Aim of the task = Starting at the top of the records below and going on through the line with "x=557 y=253", copy each line word for word. Leave the pictures out.

Entries shown =

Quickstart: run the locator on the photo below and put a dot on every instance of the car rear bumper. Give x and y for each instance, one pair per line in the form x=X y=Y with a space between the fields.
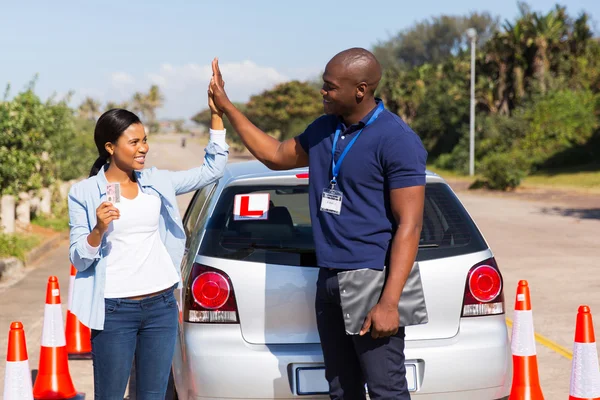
x=214 y=362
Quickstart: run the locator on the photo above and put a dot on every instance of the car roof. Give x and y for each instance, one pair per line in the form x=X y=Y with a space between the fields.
x=256 y=170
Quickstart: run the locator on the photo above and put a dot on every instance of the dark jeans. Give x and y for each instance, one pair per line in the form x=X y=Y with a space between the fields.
x=352 y=360
x=145 y=328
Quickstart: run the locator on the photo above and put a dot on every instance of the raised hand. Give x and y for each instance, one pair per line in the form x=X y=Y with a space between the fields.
x=217 y=88
x=211 y=103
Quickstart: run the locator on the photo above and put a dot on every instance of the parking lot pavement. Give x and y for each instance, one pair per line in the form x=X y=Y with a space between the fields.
x=557 y=253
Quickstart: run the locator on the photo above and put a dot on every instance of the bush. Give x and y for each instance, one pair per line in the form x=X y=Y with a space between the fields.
x=40 y=143
x=558 y=121
x=17 y=245
x=503 y=171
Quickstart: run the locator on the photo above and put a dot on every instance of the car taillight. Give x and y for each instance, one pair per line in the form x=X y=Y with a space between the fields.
x=483 y=290
x=210 y=297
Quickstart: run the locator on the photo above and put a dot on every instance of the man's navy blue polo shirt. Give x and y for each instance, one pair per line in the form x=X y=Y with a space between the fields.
x=387 y=155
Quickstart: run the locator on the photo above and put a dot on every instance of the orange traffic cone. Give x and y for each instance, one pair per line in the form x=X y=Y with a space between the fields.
x=53 y=380
x=526 y=380
x=79 y=342
x=17 y=377
x=585 y=376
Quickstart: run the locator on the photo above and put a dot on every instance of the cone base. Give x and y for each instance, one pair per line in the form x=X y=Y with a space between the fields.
x=80 y=356
x=526 y=380
x=78 y=396
x=78 y=336
x=53 y=381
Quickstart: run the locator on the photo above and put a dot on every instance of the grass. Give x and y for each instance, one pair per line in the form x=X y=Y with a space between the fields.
x=585 y=178
x=17 y=245
x=450 y=174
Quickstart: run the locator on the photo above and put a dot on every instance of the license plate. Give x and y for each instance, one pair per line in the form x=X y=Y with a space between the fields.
x=311 y=380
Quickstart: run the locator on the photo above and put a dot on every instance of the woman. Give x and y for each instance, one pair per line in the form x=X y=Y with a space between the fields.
x=127 y=253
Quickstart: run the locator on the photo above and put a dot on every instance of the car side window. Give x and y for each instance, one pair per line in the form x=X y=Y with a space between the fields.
x=194 y=211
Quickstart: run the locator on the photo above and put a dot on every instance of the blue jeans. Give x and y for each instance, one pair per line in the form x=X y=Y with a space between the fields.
x=145 y=328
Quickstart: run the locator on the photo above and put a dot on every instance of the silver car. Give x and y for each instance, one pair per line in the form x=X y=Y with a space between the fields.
x=248 y=327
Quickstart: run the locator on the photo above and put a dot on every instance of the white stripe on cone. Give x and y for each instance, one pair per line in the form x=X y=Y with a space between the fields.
x=71 y=284
x=53 y=334
x=17 y=381
x=523 y=337
x=585 y=375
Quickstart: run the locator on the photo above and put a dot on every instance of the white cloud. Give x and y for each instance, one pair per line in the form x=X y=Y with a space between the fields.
x=122 y=78
x=184 y=86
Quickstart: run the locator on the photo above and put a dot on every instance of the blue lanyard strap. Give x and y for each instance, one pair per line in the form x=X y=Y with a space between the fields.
x=335 y=167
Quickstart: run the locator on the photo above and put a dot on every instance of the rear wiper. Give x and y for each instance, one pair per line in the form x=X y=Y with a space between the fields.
x=280 y=248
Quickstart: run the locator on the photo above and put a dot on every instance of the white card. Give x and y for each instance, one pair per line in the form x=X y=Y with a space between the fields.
x=113 y=192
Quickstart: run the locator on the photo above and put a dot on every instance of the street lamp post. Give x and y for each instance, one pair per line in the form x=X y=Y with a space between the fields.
x=472 y=34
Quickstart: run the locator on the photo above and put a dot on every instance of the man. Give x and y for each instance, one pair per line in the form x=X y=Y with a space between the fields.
x=366 y=211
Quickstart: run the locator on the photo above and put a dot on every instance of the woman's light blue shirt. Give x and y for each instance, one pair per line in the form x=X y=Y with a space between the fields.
x=86 y=196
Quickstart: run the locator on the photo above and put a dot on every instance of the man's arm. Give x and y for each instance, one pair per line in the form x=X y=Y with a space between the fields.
x=407 y=207
x=268 y=150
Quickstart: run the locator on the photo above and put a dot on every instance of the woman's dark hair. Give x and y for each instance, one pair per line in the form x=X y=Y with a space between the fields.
x=109 y=128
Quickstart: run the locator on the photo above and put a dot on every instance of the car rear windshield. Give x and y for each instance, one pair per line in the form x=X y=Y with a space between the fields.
x=285 y=237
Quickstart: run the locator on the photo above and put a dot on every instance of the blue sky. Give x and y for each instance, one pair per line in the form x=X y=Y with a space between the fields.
x=109 y=49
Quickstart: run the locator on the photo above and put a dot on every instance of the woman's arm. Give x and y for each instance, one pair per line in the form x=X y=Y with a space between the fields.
x=81 y=253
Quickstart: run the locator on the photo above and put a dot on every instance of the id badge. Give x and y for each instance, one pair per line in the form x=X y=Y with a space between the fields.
x=331 y=201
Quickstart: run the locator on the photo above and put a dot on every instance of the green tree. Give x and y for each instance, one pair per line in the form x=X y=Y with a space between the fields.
x=89 y=108
x=285 y=110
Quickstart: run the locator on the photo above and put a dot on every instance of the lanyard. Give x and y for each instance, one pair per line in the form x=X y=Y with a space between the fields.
x=335 y=167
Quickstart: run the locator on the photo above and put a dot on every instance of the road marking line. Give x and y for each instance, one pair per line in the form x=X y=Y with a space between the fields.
x=548 y=343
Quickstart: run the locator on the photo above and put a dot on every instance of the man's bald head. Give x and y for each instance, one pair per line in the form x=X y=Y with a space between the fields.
x=359 y=65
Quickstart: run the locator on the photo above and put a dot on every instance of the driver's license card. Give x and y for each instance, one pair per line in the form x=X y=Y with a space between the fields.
x=331 y=201
x=113 y=192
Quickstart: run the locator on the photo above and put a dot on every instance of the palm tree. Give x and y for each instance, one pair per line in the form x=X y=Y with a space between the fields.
x=518 y=42
x=548 y=30
x=138 y=103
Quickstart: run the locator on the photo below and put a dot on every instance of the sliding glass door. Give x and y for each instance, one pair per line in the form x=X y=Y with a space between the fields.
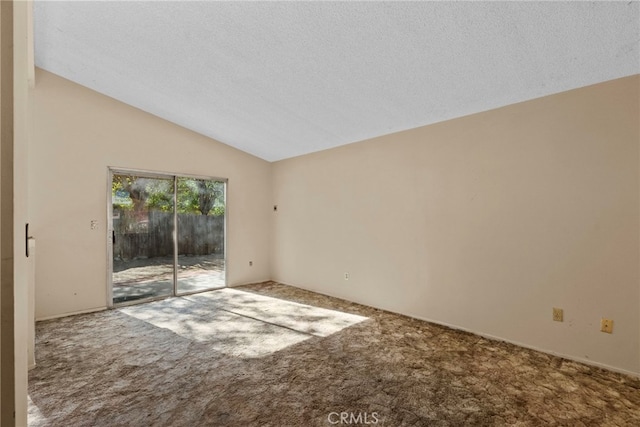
x=201 y=230
x=167 y=236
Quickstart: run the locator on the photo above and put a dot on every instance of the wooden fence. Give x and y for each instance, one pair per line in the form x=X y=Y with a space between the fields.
x=150 y=236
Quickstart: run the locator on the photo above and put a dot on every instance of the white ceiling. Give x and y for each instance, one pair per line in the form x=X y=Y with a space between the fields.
x=281 y=79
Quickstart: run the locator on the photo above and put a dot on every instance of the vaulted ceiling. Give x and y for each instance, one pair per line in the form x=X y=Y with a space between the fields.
x=281 y=79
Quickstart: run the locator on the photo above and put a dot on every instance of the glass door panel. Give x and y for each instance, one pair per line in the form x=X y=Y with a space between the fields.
x=201 y=234
x=143 y=245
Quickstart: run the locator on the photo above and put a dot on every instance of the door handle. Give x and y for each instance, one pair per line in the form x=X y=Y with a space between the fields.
x=26 y=239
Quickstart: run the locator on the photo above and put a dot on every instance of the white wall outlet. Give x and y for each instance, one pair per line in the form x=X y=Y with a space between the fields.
x=606 y=325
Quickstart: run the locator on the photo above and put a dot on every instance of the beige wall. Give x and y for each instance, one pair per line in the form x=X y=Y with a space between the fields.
x=484 y=222
x=78 y=134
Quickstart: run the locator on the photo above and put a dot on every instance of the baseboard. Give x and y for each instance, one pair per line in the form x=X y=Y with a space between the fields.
x=73 y=313
x=488 y=336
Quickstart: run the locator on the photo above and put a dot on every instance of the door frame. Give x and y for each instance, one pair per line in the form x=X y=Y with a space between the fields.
x=109 y=229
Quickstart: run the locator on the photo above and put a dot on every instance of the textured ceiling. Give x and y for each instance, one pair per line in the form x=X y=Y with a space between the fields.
x=283 y=79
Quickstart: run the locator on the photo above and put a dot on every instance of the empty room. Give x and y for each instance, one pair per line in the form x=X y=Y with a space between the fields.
x=320 y=213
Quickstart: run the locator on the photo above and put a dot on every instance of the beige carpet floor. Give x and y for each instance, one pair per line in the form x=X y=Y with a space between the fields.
x=273 y=355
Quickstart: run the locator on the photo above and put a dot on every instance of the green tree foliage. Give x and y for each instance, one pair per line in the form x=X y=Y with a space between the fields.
x=195 y=196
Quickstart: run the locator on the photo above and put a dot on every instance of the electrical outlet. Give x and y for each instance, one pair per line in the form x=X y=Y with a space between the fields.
x=558 y=314
x=606 y=325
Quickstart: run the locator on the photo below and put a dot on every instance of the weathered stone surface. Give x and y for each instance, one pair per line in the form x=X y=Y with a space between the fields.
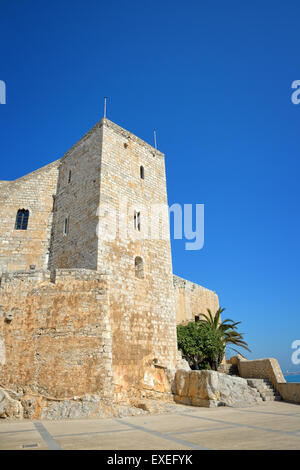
x=192 y=300
x=83 y=322
x=210 y=388
x=9 y=408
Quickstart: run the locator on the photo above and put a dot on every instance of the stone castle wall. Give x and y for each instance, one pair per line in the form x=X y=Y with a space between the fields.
x=19 y=249
x=142 y=309
x=56 y=333
x=77 y=200
x=192 y=300
x=90 y=324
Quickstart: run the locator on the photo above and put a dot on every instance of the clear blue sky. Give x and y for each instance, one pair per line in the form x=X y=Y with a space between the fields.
x=214 y=79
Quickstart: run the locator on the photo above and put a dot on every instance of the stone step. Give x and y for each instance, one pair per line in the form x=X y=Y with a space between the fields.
x=265 y=389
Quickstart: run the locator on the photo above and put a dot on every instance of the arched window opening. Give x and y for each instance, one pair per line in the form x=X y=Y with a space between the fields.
x=22 y=219
x=139 y=267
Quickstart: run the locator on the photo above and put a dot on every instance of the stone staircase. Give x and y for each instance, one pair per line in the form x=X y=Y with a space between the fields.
x=265 y=389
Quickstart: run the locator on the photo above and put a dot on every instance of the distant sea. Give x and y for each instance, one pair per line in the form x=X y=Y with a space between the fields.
x=292 y=378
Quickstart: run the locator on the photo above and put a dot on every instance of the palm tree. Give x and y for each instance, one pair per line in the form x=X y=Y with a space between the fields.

Solution =
Quickstart: run the locator on the photo below and put a dot on every instance of the car rear bumper. Give x and y for each instance, one pair per line in the form x=X y=Y with a space between the fields.
x=214 y=362
Quickstart: run the locator on the photo above and put a dot on every instance of the car roof. Give x and y for each instance, one pair per line in the form x=X y=Y with a space between the fields.
x=256 y=170
Quickstart: run the locator on the photo above and put a dot on every instance of the dark jeans. Give x and y for each instance, one pair per line in the form x=X y=Y with a space between the fields.
x=352 y=360
x=145 y=328
Quickstart: run the locator on the photo above and put a dot on every instance of the raised hand. Give x and y for each instance, one pair per line in the form x=X y=Y with a space between the fields.
x=217 y=88
x=211 y=103
Quickstart: run the locator on the photo above and put a dot on every instance of the parking lot pavement. Give x and y for each instance, one pair per line in the form x=X y=Y with a space between the fields.
x=557 y=253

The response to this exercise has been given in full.